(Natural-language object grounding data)
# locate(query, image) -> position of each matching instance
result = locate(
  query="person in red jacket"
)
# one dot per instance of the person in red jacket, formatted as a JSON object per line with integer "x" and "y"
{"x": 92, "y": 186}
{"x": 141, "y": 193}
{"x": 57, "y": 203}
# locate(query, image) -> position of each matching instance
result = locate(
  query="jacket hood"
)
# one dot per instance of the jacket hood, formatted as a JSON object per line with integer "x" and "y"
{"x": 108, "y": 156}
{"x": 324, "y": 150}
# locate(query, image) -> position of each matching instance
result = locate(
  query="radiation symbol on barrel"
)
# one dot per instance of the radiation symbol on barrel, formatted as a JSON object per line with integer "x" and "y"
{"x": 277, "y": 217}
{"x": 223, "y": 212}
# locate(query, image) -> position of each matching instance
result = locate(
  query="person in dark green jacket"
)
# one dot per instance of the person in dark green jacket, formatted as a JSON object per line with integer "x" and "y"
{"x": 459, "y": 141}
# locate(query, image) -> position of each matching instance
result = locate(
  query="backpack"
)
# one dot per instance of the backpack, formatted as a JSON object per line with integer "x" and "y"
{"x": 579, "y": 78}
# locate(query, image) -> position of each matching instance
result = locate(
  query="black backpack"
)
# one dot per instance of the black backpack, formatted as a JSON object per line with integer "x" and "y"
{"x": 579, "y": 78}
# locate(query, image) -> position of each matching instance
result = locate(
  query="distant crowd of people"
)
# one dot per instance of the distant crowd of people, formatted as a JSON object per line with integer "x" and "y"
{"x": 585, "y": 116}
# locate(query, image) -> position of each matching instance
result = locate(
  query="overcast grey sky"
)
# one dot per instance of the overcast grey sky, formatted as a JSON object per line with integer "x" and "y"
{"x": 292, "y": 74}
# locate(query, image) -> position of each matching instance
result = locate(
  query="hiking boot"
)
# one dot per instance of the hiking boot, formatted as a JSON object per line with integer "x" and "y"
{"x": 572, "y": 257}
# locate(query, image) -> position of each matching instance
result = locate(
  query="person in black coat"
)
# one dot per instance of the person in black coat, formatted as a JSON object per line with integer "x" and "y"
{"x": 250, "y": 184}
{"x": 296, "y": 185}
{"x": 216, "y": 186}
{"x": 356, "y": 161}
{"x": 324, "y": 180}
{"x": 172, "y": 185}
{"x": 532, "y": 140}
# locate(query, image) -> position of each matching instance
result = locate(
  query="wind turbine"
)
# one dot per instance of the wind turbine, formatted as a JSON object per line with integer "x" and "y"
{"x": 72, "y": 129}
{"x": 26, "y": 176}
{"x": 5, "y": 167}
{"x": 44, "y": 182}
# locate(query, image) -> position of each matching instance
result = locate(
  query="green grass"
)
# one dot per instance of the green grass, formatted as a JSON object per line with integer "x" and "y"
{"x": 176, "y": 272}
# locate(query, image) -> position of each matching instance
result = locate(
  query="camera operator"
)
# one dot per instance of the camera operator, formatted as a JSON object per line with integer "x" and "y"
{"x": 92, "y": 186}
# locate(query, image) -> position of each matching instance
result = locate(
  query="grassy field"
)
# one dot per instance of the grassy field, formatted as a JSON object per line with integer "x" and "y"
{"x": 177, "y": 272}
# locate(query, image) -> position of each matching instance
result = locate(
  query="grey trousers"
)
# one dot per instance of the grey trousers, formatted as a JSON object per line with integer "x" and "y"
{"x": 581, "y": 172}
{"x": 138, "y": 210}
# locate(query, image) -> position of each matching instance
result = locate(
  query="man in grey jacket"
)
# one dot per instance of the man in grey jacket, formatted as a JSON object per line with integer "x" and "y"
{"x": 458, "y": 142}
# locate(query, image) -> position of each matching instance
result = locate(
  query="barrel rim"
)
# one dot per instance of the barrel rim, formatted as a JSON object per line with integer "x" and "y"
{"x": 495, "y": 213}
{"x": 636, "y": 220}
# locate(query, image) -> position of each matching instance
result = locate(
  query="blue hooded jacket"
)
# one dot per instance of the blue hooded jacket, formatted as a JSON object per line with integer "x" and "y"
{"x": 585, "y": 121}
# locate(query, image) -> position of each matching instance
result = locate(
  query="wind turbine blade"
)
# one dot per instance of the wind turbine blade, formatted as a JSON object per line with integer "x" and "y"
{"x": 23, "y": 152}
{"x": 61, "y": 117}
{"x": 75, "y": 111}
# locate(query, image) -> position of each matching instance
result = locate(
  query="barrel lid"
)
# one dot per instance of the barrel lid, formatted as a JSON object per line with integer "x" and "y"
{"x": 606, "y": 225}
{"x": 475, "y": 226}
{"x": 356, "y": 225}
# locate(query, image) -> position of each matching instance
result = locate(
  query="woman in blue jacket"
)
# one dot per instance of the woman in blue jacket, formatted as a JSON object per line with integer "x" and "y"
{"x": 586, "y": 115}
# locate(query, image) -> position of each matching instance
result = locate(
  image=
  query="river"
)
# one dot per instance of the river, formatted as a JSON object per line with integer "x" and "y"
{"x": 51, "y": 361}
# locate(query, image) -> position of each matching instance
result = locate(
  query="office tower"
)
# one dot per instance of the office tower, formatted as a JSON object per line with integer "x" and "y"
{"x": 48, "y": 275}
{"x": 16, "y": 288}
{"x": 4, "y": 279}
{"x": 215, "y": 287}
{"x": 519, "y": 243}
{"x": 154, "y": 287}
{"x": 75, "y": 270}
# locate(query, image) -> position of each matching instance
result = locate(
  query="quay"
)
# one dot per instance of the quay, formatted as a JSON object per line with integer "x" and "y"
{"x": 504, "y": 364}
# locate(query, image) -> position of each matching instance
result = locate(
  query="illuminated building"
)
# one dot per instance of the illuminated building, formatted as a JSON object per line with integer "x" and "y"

Task details:
Set down every entry again, exactly as written.

Response:
# locate(query, image) -> position of each matching instance
result = locate(
  query="person in red jacket"
)
# one dot per instance of the person in red jacket, formatted as a JSON object per line with integer "x" and "y"
{"x": 92, "y": 186}
{"x": 141, "y": 193}
{"x": 57, "y": 203}
# locate(query, image) -> position of each matching instance
result = locate(
  query="jacket hood"
)
# one dot per instance of the jacket hood, formatted as a JSON object per line with integer "x" and "y"
{"x": 108, "y": 156}
{"x": 324, "y": 150}
# locate(query, image) -> position of each matching instance
result = locate(
  query="radiation symbol on barrel"
)
# one dot per instance of the radiation symbol on barrel, formatted as a JSON object per line with integer "x" and "y"
{"x": 277, "y": 217}
{"x": 223, "y": 212}
# locate(query, image) -> position of each matching instance
result = locate(
  query="person in dark green jacket"
)
# one dot per instance of the person in dark green jacket, formatted as a JSON object per line with integer "x" and "y"
{"x": 459, "y": 141}
# locate(query, image) -> position of each matching instance
result = locate(
  query="backpack"
)
# one dot per instance of the backpack, formatted as a JSON object per line with integer "x" and "y"
{"x": 579, "y": 78}
# locate(query, image) -> position of each matching instance
result = locate(
  query="black backpack"
)
# one dot per instance of the black backpack, formatted as a JSON object per line with integer "x" and "y"
{"x": 579, "y": 78}
# locate(query, image) -> position of each matching instance
result = locate(
  query="distant crowd of people"
)
# one dot per instance of the distant crowd of people, formatted as a JSON object per line with integer "x" and "y"
{"x": 585, "y": 116}
# locate(query, image) -> position of each matching instance
result = locate(
  query="overcast grey sky"
)
# one dot per instance of the overcast grey sky, formatted as a JSON object per line with integer "x" and "y"
{"x": 292, "y": 74}
# locate(query, image) -> position of each matching instance
result = locate(
  query="hiking boot"
)
# one dot per instance of the hiking boot, formatted as a JSON object per line with integer "x" and "y"
{"x": 572, "y": 257}
# locate(query, image) -> position of each matching instance
result = locate(
  query="person in black coat"
)
# one dot per instance of the person in black coat, formatted as a JSON object per line with integer "x" and "y"
{"x": 250, "y": 184}
{"x": 296, "y": 185}
{"x": 216, "y": 186}
{"x": 356, "y": 161}
{"x": 324, "y": 180}
{"x": 172, "y": 185}
{"x": 532, "y": 140}
# locate(query, image) -> position of each matching instance
result = locate(
  query="wind turbine"
)
# one dot per instance of the wind turbine, formatted as a JSON object per line with integer "x" and "y"
{"x": 72, "y": 129}
{"x": 26, "y": 176}
{"x": 5, "y": 167}
{"x": 44, "y": 182}
# locate(query, image) -> position of each matching instance
result = locate(
  query="green grass"
)
# one dot per instance of the green grass, formatted as a JSON object per line with integer "x" and "y"
{"x": 176, "y": 272}
# locate(query, image) -> position of each matching instance
result = locate(
  query="camera operator"
)
# one dot per instance of the camera operator, formatted as a JSON object per line with integer "x" and "y"
{"x": 92, "y": 186}
# locate(query, image) -> position of each matching instance
result = locate(
  query="grassy field"
)
# one dot per instance of the grassy field, formatted as a JSON object per line with integer "x" and "y"
{"x": 177, "y": 272}
# locate(query, image) -> position of each matching instance
result = locate(
  query="grey trousers"
)
# one dot per instance of the grey trousers, formatted as a JSON object per line with integer "x" and "y"
{"x": 581, "y": 172}
{"x": 138, "y": 210}
# locate(query, image) -> position of each matching instance
result = locate(
  query="man in grey jacket"
)
# one dot per instance of the man in grey jacket, formatted as a JSON object per line with integer "x" and "y"
{"x": 458, "y": 142}
# locate(query, image) -> position of each matching instance
result = locate(
  query="barrel rim"
)
# one dot per instance of the barrel rim, formatted as a JSON object per line with integer "x" and "y"
{"x": 495, "y": 213}
{"x": 636, "y": 220}
# locate(query, image) -> position of each matching instance
result = locate(
  query="blue hooded jacket"
)
# one dot per instance of the blue hooded jacket, formatted as a JSON object per line with integer "x" and "y"
{"x": 585, "y": 121}
# locate(query, image) -> position of each matching instance
result = locate(
  query="wind turbine blade"
)
# one dot per instance of the wind turbine blade, formatted as a JSON object per line with integer "x" and "y"
{"x": 23, "y": 152}
{"x": 61, "y": 117}
{"x": 75, "y": 111}
# locate(query, image) -> position of each matching instance
result = locate(
  query="barrel lid"
)
# one dot per instance of the barrel lid, formatted as a JSON object per line with integer "x" and "y"
{"x": 606, "y": 225}
{"x": 475, "y": 226}
{"x": 356, "y": 225}
# locate(query, image) -> position of each matching instance
result = locate(
  query="woman in blue jacket"
)
# one dot per instance of the woman in blue jacket, formatted as a JSON object per line with integer "x" and "y"
{"x": 586, "y": 115}
# locate(query, image) -> position of each matching instance
result = locate(
  image=
  query="river"
)
# one dot per instance of the river, formatted as a JSON object per line with integer "x" and "y"
{"x": 51, "y": 361}
# locate(query, image) -> position of each matching instance
result = locate(
  query="office tower"
)
# one dot per instance of the office tower, formatted as a JSON object per line with integer "x" and "y"
{"x": 48, "y": 275}
{"x": 16, "y": 288}
{"x": 4, "y": 279}
{"x": 215, "y": 287}
{"x": 519, "y": 243}
{"x": 154, "y": 287}
{"x": 75, "y": 270}
# locate(query, image) -> position of each matching instance
result = locate(
  query="quay"
)
# one dot per instance of the quay, formatted as a JSON object per line with integer "x" and "y"
{"x": 504, "y": 364}
# locate(query, image) -> position of each matching instance
result = locate(
  query="illuminated building"
)
# one dot per instance of the illuminated building, formatted as a JSON object per line with integer "x" and "y"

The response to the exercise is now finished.